• _What is expected_
Find every line in the data below that contains the string "potato" and copy each such line.

• _Records_
○ ○ ○
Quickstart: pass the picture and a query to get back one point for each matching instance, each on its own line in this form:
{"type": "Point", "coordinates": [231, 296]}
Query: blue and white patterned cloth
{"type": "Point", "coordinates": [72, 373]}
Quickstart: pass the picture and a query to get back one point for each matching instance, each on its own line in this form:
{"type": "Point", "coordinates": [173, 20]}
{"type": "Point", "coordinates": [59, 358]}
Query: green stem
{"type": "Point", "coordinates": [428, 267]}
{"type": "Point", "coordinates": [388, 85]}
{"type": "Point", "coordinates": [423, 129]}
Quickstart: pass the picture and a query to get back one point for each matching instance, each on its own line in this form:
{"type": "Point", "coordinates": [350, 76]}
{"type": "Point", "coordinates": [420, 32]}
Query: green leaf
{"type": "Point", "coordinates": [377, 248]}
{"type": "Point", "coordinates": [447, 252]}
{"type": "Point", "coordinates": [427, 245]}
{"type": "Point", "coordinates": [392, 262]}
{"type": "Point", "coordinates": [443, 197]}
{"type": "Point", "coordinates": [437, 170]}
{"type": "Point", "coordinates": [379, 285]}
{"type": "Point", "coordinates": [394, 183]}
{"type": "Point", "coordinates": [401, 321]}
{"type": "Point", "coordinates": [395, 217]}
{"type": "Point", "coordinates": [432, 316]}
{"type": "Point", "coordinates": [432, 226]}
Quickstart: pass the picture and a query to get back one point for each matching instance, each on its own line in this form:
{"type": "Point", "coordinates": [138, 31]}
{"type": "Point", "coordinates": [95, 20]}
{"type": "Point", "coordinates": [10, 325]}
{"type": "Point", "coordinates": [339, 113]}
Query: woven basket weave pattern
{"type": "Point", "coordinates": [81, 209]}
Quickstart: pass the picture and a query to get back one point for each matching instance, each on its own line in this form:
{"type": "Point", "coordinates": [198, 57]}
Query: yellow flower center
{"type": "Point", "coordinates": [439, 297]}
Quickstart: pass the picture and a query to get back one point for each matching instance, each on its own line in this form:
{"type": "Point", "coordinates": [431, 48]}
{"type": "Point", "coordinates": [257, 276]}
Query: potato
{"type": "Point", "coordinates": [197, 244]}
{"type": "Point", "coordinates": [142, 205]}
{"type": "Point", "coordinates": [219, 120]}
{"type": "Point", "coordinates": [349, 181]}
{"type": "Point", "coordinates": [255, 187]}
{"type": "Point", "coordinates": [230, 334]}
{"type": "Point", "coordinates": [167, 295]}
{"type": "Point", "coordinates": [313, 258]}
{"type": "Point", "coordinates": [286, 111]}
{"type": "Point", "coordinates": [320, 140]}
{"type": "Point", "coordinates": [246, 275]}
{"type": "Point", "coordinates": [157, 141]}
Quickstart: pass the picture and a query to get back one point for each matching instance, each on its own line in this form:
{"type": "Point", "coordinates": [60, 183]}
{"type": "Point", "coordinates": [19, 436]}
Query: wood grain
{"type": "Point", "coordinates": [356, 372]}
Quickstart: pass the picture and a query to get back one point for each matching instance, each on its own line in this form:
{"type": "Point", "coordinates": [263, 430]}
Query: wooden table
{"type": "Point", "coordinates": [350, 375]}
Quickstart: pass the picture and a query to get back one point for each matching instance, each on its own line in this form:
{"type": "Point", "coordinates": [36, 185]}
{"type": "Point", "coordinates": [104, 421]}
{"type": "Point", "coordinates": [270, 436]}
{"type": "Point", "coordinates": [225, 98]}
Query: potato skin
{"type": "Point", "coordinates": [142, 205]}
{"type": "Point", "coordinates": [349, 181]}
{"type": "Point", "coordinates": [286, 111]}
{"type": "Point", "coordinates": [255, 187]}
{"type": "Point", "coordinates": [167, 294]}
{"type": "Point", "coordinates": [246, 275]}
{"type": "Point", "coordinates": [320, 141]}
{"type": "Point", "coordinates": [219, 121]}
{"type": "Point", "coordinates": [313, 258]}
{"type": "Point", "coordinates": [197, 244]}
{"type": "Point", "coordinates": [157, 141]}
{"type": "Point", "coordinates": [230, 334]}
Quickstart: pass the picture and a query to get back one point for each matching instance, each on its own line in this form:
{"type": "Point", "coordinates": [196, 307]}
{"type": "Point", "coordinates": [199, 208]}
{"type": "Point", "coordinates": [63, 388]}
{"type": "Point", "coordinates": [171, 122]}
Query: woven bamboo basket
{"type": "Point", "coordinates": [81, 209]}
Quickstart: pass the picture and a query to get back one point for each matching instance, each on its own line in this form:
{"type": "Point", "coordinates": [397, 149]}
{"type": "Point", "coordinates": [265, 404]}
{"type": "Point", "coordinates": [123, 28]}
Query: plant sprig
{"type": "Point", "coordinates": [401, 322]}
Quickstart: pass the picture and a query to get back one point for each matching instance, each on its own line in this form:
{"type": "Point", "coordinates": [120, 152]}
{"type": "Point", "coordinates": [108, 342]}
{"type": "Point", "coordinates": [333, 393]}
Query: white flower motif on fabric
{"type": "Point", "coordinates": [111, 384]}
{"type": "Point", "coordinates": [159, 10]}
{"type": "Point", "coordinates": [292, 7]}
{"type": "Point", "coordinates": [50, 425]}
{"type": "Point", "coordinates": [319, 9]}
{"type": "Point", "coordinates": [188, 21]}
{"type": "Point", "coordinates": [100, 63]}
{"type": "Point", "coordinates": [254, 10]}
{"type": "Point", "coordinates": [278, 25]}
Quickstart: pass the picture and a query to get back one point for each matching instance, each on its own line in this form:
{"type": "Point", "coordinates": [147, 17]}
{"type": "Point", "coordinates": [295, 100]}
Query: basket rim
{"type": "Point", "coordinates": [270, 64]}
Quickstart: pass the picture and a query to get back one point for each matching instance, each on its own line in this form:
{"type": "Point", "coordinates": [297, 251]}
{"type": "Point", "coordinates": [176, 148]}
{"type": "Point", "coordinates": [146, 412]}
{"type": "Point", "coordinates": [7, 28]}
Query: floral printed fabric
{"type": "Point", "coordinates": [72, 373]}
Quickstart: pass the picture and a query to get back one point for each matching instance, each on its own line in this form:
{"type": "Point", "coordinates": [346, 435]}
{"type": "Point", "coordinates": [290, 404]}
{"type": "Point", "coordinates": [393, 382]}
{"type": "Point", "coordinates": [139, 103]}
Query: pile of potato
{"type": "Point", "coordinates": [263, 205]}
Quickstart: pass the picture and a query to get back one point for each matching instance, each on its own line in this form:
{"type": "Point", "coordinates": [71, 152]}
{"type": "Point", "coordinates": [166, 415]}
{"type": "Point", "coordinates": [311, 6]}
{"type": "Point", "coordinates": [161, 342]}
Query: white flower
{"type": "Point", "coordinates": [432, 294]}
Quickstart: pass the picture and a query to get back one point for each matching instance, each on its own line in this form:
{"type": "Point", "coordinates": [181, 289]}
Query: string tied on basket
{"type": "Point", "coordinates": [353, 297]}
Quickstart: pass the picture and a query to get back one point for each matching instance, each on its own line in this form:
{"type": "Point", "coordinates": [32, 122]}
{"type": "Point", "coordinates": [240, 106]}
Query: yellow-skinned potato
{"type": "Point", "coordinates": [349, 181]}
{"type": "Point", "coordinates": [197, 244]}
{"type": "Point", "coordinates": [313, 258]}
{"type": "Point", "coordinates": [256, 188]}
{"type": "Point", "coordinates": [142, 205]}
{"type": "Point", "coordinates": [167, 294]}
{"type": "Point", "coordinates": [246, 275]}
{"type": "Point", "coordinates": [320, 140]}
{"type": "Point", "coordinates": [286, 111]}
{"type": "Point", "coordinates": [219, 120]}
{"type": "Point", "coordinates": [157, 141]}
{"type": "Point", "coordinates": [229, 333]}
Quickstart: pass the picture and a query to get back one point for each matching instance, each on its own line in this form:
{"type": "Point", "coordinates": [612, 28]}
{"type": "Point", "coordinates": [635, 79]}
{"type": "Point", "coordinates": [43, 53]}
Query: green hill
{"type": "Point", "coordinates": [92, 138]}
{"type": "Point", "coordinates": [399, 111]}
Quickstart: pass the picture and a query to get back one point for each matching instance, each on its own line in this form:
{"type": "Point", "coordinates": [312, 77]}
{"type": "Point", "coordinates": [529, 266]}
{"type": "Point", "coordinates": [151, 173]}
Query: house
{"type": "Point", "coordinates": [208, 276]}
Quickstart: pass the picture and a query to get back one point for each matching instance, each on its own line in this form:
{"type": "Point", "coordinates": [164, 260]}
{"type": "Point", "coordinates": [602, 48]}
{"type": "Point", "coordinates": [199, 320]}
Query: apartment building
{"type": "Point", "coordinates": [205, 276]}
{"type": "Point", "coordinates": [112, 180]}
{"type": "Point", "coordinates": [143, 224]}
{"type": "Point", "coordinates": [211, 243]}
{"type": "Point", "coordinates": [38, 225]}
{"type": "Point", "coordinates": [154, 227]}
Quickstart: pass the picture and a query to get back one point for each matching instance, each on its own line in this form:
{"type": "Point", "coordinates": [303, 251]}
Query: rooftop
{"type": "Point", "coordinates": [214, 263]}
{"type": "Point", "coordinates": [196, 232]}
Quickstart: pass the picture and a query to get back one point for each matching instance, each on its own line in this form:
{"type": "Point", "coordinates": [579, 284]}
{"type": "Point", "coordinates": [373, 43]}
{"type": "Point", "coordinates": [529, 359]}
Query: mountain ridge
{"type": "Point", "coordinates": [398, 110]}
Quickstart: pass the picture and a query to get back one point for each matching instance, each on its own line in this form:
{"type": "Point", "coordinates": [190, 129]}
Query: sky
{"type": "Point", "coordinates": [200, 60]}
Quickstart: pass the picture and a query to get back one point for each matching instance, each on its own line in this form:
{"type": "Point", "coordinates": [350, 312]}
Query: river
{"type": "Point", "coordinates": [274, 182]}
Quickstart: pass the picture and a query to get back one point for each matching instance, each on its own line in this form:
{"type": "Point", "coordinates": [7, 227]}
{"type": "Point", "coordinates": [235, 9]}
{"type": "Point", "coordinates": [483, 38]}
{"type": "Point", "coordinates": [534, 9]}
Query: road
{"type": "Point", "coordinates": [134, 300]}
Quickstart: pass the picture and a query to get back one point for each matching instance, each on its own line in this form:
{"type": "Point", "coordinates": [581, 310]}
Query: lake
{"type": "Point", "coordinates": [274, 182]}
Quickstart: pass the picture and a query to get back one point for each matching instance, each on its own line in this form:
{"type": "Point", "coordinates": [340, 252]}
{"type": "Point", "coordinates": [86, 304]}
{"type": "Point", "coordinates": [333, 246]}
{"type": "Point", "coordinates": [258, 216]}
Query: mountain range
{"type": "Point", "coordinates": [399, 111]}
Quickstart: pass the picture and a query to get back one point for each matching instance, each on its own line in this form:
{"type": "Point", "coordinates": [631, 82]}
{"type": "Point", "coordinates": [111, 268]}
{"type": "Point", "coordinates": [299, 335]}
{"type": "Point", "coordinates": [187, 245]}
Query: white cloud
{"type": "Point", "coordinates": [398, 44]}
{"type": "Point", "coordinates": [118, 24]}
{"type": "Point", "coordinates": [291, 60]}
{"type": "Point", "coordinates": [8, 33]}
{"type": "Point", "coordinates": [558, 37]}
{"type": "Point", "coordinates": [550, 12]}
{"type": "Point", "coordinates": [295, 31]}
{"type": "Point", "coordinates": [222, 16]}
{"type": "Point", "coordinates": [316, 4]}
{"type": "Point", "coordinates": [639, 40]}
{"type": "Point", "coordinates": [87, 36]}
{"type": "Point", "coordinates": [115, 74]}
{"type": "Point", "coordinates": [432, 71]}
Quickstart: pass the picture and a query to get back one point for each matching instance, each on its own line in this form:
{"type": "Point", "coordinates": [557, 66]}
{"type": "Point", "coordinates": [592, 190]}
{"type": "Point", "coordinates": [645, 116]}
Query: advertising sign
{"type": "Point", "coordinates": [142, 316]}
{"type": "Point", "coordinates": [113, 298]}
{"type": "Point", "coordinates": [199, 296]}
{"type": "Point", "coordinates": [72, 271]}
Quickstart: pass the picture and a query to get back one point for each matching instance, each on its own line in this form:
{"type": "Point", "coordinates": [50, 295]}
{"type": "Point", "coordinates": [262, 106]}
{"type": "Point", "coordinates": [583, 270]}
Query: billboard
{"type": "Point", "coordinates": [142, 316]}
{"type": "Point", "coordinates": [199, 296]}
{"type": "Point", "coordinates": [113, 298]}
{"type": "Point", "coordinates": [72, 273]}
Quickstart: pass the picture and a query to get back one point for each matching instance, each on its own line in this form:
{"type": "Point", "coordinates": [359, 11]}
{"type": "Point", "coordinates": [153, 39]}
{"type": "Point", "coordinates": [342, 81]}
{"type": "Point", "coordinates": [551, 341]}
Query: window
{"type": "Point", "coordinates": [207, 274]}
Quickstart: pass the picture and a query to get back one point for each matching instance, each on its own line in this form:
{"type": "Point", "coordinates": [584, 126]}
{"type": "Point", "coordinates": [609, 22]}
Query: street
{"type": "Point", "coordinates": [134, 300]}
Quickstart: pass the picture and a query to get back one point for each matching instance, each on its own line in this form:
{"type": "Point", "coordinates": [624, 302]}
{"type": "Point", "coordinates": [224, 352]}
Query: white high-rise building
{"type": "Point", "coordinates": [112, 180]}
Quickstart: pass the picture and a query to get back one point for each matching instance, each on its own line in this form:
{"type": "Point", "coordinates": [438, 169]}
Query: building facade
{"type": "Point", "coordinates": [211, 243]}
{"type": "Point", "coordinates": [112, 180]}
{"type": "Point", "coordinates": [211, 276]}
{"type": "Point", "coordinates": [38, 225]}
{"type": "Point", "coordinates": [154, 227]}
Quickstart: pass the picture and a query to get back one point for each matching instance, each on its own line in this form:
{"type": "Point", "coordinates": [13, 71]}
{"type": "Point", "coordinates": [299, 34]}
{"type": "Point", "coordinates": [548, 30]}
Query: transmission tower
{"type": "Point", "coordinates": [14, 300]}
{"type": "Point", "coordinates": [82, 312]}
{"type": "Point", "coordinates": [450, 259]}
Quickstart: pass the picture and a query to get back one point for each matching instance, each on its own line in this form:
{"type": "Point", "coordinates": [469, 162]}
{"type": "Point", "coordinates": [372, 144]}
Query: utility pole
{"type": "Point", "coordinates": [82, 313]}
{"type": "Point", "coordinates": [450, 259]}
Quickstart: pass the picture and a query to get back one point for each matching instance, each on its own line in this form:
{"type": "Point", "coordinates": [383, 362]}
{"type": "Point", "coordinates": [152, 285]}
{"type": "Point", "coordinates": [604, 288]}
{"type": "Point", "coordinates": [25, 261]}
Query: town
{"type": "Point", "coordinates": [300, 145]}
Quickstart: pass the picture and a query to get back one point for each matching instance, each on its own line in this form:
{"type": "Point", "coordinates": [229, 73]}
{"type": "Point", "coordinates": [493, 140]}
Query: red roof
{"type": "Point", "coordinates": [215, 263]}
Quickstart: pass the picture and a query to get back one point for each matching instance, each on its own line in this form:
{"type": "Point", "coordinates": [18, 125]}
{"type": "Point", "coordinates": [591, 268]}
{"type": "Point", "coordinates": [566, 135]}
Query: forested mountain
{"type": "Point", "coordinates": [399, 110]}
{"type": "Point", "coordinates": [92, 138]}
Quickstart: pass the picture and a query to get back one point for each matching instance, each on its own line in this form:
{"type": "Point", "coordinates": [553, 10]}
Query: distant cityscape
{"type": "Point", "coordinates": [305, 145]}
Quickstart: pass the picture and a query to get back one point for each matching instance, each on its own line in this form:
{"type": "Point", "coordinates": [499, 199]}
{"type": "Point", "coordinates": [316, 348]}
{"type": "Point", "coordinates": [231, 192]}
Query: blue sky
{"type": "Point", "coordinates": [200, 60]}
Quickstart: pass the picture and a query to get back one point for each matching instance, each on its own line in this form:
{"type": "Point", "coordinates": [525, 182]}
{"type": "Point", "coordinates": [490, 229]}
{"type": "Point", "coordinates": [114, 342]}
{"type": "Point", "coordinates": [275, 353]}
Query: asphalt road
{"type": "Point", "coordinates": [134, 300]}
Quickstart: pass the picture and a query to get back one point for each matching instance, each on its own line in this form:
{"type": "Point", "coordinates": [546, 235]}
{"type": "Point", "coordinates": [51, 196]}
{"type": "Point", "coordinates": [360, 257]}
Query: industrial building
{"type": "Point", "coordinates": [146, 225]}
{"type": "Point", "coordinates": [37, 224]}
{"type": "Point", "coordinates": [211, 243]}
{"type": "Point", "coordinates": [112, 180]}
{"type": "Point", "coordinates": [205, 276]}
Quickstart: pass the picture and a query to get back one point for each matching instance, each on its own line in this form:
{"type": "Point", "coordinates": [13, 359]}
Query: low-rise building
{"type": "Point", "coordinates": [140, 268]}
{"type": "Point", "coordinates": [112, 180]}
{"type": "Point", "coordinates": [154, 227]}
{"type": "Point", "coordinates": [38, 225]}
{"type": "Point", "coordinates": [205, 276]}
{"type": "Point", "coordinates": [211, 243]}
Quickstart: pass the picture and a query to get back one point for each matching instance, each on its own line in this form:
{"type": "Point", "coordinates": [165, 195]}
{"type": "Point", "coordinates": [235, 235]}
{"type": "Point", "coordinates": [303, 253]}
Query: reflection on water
○ ○ ○
• _Answer to this problem_
Query: potato
Query: potato skin
Query: pile of potato
Query: yellow-skinned potato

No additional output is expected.